Brief:
Pick out each line below that contains the word "cream" and copy those lines.

** Start Provided entries **

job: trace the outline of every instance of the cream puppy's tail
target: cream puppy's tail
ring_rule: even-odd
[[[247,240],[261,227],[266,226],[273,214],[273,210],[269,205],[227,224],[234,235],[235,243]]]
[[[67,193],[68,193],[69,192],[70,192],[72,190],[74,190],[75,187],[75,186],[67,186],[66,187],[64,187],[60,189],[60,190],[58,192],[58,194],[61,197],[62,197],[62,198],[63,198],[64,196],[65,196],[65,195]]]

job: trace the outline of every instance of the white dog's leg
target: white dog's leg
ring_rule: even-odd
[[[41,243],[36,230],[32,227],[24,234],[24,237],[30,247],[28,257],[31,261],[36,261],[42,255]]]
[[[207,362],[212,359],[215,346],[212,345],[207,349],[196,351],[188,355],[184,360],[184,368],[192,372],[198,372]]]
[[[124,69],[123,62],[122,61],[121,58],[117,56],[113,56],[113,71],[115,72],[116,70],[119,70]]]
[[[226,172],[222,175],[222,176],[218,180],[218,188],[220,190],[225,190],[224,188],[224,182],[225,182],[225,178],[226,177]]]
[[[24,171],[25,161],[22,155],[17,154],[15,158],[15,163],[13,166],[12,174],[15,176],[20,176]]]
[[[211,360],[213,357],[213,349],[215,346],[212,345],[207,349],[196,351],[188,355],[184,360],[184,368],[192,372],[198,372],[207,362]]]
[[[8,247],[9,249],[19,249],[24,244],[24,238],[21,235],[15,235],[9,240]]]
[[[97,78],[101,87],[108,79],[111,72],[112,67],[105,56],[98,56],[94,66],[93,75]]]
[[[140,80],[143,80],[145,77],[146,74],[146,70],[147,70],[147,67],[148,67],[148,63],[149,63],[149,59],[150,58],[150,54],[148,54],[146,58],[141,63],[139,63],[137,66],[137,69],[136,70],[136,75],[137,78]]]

** End Provided entries **

Expected answer:
job: trace the outline of every instance of the cream puppy's tail
target: cream puppy's tail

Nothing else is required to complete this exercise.